= 課題 1 =
読解文の中で父親が浴びせる罵倒の言葉をすべて挙げてください。
= 課題 2 =
読解文によれば、この「いつも」が始まってからどれほどの年月が経っていますか。
= 課題 3 =
読解文を、「最初にそれを感じたのは確か中」を含む語句から書き写し始め、「この「いつも」が始まって約7年。抗う気力もなくなっていた。はずだった。」の直後で止めてください。

= 読解文 =
<<<<

最初にそれを感じたのは確か中学一年の終わりだった。いつものように些細なことで父親を怒らせ殴られている時だった。顔を拳で殴られ次に鳩尾に拳がめり込む。呼吸が止まり床に倒れるとお腹に蹴りをくらう。そして最後はうずくまった頭を足で踏まれる。いつものことだった。これが「いつものこと」で済む程度には自分の「いつも」は他の人の「いつも」ではないことを理解はしていた。

この「いつも」が始まって約7年。抗う気力もなくなっていた。はずだった。

頭を踏まれいつものように罵倒を受ける。「ゴミ」「カス」「出来損ない」一向に増えることのない父親の罵倒ボキャブラリーはだいたいその3つだけだった。いつものように聞き流していればよかった。それでもその日その時、その一瞬はそれができなかった。

>>>>

= 抽出情報 =
<<<<

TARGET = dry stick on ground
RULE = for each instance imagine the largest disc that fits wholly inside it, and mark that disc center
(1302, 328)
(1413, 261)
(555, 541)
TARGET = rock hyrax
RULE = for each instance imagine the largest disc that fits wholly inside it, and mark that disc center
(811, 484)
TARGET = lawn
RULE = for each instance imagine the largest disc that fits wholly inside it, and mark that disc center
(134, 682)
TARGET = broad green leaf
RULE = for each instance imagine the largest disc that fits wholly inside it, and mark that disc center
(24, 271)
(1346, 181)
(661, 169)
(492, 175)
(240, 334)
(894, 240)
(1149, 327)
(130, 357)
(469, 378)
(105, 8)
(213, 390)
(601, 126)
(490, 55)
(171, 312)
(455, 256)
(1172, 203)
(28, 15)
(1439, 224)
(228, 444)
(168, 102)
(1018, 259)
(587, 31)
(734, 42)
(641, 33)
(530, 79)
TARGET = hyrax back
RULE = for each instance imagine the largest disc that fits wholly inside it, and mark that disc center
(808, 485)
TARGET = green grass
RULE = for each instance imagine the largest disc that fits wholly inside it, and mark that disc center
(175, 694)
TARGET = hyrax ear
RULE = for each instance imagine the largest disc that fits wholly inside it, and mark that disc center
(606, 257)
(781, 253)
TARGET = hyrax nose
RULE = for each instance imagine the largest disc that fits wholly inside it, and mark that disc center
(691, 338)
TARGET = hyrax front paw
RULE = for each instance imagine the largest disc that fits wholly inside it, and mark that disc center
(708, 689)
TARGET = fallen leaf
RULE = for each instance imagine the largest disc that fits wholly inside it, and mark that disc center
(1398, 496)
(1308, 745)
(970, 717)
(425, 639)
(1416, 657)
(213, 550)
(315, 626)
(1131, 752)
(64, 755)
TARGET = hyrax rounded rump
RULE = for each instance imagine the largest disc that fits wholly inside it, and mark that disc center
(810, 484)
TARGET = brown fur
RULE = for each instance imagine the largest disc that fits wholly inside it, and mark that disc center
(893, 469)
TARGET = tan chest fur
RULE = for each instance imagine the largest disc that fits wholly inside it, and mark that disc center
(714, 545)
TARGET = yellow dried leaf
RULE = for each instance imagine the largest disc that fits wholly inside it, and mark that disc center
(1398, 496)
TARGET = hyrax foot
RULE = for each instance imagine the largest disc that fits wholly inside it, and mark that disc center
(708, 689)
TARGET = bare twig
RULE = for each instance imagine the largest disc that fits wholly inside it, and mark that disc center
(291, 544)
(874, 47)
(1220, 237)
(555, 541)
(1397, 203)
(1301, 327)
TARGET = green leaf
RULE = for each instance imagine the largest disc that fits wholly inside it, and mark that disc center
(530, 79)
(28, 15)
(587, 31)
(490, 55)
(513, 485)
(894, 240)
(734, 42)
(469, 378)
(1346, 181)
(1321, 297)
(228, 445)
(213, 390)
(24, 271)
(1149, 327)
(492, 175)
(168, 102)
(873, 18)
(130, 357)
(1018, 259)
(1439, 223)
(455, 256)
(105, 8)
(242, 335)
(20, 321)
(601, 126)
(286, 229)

>>>>

= 解答 1 =
ゴミ、カス、出来損ない

= 解答 2 =
約7年です。

= 解答 3 =
最初にそれを感じたのは確か中学一年の終わりだった。いつものように些細なことで父親を怒らせ殴られている時だった。顔を拳で殴られ次に鳩尾に拳がめり込む。呼吸が止まり床に倒れるとお腹に蹴りをくらう。そして最後はうずくまった頭を足で踏まれる。いつものことだった。これが「いつものこと」で済む程度には自分の「いつも」は他の人の「いつも」ではないことを理解はしていた。

この「いつも」が始まって約7年。抗う気力もなくなっていた。はずだった。